WORK TO BE COMPLETED> Locate every line below that contains the string "crystal", matching case exactly, and copy each of those lines.

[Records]

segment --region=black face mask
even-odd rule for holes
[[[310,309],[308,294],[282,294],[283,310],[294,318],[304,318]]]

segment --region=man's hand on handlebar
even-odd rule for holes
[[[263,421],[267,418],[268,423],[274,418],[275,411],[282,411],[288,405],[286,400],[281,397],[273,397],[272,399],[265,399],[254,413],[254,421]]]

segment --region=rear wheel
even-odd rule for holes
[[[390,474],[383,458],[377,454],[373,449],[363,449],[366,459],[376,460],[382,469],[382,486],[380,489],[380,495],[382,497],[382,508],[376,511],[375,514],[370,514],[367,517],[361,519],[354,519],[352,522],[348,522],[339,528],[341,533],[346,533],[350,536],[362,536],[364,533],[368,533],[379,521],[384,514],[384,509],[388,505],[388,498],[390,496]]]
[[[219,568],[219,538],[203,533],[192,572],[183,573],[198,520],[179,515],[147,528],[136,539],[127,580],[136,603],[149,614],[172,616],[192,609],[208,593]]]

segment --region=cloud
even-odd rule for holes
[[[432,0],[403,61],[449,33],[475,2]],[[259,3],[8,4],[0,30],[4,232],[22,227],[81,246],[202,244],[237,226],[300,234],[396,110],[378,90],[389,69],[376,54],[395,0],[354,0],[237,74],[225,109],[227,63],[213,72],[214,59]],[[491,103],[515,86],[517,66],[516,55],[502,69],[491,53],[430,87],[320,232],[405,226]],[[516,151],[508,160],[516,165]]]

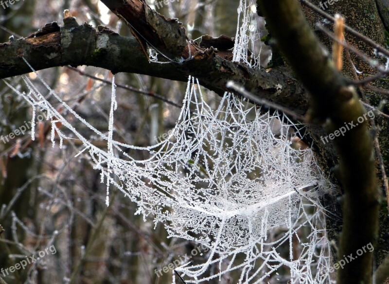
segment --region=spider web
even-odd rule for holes
[[[234,60],[260,68],[255,48],[260,33],[250,13],[253,4],[245,0],[239,4],[242,22]],[[248,60],[250,46],[254,54]],[[239,283],[331,282],[325,210],[318,198],[332,187],[310,149],[301,149],[292,142],[293,137],[303,137],[303,125],[230,93],[217,107],[211,107],[197,79],[190,77],[183,107],[168,138],[152,146],[137,147],[113,139],[117,107],[114,76],[107,135],[82,118],[37,76],[52,101],[98,139],[106,141],[106,150],[83,137],[28,77],[23,76],[28,94],[8,86],[31,104],[33,123],[37,109],[47,112],[53,147],[55,133],[60,147],[64,140],[73,139],[57,127],[58,122],[82,142],[79,154],[88,155],[100,171],[101,182],[106,184],[107,205],[108,189],[113,185],[137,204],[137,214],[145,220],[153,218],[156,225],[162,223],[169,237],[207,248],[202,263],[189,261],[176,268],[186,283],[221,280],[234,271],[240,275],[234,280]],[[135,160],[127,154],[130,149],[148,151],[149,157]],[[212,266],[218,269],[210,273]]]

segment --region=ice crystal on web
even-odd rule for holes
[[[259,68],[258,54],[247,60],[247,48],[259,36],[249,13],[253,4],[241,0],[238,13],[243,19],[234,60]],[[177,268],[187,283],[221,279],[235,270],[240,276],[233,283],[261,283],[270,275],[272,283],[330,282],[325,211],[318,199],[331,190],[331,185],[312,151],[293,145],[293,137],[303,137],[303,125],[229,93],[216,108],[211,107],[198,82],[190,77],[183,107],[169,137],[152,146],[137,147],[113,139],[117,107],[114,77],[107,135],[82,118],[45,84],[56,103],[106,141],[104,150],[83,137],[27,77],[23,78],[30,93],[14,90],[31,105],[34,114],[36,108],[47,112],[53,142],[55,132],[61,141],[69,138],[55,128],[57,122],[82,142],[80,153],[89,155],[102,182],[107,184],[107,203],[108,188],[113,184],[136,202],[137,214],[153,218],[156,224],[163,223],[169,237],[209,248],[202,263],[189,262]],[[126,154],[131,149],[147,151],[149,157],[134,160]],[[207,273],[212,265],[217,271]]]

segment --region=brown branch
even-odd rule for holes
[[[212,49],[204,50],[181,64],[150,62],[134,38],[102,27],[96,31],[86,24],[78,25],[72,18],[64,21],[63,27],[48,24],[27,38],[0,44],[0,78],[31,72],[22,56],[36,70],[86,65],[113,73],[135,73],[183,82],[192,75],[220,95],[228,90],[227,82],[233,80],[255,95],[299,114],[307,109],[305,90],[285,68],[268,72],[253,70],[220,57]]]
[[[366,114],[355,89],[336,70],[323,50],[298,1],[257,2],[278,47],[312,94],[309,110],[312,120],[323,123],[329,133],[334,133],[339,132],[345,123],[356,122]],[[377,238],[379,192],[373,141],[367,125],[364,120],[344,136],[335,136],[333,140],[339,156],[340,179],[344,191],[339,259],[344,258],[343,255],[355,256],[358,249],[375,244]],[[337,271],[337,283],[371,283],[373,256],[370,251],[358,255]]]

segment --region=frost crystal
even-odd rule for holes
[[[249,62],[247,53],[259,36],[249,13],[253,4],[241,0],[238,12],[243,20],[238,27],[234,60],[257,68],[259,55],[253,54]],[[156,224],[163,223],[169,237],[209,248],[202,263],[188,262],[176,269],[186,283],[221,279],[234,270],[240,276],[233,283],[262,283],[270,275],[274,276],[271,283],[277,283],[274,279],[281,273],[287,276],[285,283],[331,283],[325,211],[318,201],[331,185],[311,151],[292,146],[292,136],[303,136],[302,125],[229,93],[212,108],[203,99],[197,80],[190,77],[184,106],[169,138],[140,147],[113,139],[117,106],[114,77],[107,135],[46,85],[57,103],[107,141],[104,151],[83,137],[24,79],[34,95],[14,90],[33,109],[39,106],[55,118],[53,132],[55,122],[60,122],[82,142],[81,152],[88,153],[101,172],[102,182],[106,183],[107,204],[108,188],[114,185],[138,204],[137,214],[153,218]],[[68,138],[55,130],[61,139]],[[129,149],[147,151],[150,157],[135,160],[126,154]],[[210,274],[208,269],[215,265],[218,269]]]

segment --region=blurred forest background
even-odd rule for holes
[[[192,39],[203,35],[233,37],[238,5],[227,0],[180,0],[169,2],[158,11],[167,17],[178,18]],[[16,38],[28,36],[47,23],[55,21],[62,25],[65,9],[70,10],[79,24],[85,21],[94,27],[102,25],[122,36],[132,36],[117,17],[98,1],[25,0],[5,9],[0,8],[1,42],[7,41],[11,35]],[[264,49],[261,54],[265,65],[270,51]],[[106,132],[112,74],[91,67],[79,66],[77,70],[84,73],[64,67],[39,74],[73,109]],[[42,93],[47,94],[34,73],[28,76]],[[9,82],[16,87],[22,81],[18,76]],[[115,83],[119,105],[115,115],[115,139],[146,146],[155,144],[156,137],[174,126],[185,83],[124,73],[116,76]],[[3,82],[0,85],[0,134],[5,136],[25,125],[32,113],[25,101]],[[204,93],[211,106],[220,99],[212,92]],[[170,283],[172,270],[159,277],[155,270],[190,253],[195,244],[167,239],[160,224],[154,230],[152,222],[134,215],[135,205],[118,191],[112,191],[107,207],[106,185],[101,183],[99,173],[82,156],[74,158],[81,143],[68,141],[60,149],[56,141],[52,147],[50,122],[37,123],[35,141],[26,133],[8,142],[0,142],[0,224],[5,230],[0,238],[0,267],[14,266],[25,256],[52,245],[56,253],[47,254],[25,269],[0,277],[8,284]],[[82,125],[74,126],[84,137],[91,134],[89,129],[80,128]],[[105,142],[95,143],[106,147]],[[147,153],[130,154],[142,159]],[[196,257],[204,255],[197,255]],[[217,269],[215,265],[209,273]],[[226,275],[221,281],[233,283],[234,277],[233,273]],[[179,281],[177,278],[177,283]]]

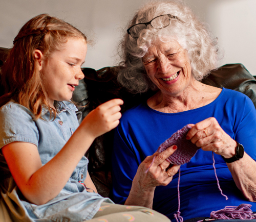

OUTPUT>
segment --region=ice crystal on web
segment --region=frost crystal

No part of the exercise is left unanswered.